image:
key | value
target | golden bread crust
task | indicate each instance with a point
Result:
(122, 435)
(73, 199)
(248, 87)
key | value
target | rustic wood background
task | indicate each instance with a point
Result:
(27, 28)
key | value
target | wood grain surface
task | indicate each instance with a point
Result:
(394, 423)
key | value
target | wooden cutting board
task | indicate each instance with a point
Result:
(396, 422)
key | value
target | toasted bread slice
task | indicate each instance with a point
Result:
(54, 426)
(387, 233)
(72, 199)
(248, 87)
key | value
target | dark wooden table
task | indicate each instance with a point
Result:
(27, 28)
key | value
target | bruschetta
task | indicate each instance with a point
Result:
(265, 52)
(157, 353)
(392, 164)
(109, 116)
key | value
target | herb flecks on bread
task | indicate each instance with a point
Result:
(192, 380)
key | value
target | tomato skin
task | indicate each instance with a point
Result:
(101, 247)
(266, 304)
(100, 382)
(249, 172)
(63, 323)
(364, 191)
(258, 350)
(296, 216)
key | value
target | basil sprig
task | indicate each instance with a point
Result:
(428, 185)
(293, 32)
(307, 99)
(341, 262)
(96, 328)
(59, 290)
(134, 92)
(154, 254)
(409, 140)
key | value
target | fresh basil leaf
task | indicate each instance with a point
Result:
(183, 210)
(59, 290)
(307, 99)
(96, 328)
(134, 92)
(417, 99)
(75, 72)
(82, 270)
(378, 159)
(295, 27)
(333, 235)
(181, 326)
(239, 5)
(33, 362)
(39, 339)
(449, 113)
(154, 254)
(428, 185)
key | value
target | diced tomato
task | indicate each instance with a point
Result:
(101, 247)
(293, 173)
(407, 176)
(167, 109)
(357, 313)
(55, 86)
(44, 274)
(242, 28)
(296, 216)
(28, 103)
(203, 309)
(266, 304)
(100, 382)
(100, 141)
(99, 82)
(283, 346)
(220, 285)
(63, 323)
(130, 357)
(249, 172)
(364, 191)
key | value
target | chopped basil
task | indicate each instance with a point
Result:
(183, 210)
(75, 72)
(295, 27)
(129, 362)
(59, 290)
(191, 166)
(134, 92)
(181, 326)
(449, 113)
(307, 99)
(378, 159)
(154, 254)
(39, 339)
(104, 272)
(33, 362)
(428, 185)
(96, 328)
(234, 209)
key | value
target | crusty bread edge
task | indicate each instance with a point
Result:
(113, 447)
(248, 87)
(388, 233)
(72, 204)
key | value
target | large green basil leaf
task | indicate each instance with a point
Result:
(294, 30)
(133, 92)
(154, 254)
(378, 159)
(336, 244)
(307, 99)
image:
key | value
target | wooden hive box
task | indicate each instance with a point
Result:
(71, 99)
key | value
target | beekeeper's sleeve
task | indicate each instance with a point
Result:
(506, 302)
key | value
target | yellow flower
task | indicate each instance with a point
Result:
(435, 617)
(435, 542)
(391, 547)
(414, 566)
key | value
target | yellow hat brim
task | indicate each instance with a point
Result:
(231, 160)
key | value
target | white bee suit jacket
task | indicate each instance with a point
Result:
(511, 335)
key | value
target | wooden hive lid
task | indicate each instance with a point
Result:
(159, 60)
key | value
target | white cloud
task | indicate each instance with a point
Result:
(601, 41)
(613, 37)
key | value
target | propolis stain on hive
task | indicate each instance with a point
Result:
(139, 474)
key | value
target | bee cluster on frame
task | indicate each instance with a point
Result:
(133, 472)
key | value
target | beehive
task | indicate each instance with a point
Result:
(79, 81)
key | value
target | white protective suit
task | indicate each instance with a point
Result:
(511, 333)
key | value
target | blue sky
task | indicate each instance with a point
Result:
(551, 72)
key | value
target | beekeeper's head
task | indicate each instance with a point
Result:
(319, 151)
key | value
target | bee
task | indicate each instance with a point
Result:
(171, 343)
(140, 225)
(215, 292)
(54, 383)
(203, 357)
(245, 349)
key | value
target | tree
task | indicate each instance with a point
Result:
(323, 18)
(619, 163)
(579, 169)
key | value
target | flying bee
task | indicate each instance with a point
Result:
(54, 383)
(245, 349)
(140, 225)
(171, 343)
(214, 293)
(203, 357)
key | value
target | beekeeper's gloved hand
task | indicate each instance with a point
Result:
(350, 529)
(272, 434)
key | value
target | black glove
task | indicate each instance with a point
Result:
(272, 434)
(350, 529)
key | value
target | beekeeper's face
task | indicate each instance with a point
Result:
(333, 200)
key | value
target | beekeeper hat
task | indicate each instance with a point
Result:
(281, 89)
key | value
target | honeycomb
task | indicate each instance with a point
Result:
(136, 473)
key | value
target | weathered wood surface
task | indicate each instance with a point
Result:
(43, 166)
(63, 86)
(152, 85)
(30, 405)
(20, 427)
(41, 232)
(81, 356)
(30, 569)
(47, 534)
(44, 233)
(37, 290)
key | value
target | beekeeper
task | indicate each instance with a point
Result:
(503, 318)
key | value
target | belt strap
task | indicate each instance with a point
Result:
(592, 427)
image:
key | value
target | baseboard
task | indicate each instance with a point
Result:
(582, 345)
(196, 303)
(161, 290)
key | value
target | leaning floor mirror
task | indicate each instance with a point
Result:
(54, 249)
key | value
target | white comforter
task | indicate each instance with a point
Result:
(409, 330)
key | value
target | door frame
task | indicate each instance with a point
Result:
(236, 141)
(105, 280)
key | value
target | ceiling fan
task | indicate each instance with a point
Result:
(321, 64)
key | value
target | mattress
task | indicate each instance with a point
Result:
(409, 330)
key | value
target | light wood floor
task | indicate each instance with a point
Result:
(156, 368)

------------------------------

--- Exercise requirements ---
The expected answer is a copy of each line above containing "frame".

--- Expected output ---
target | bee cluster on frame
target | door frame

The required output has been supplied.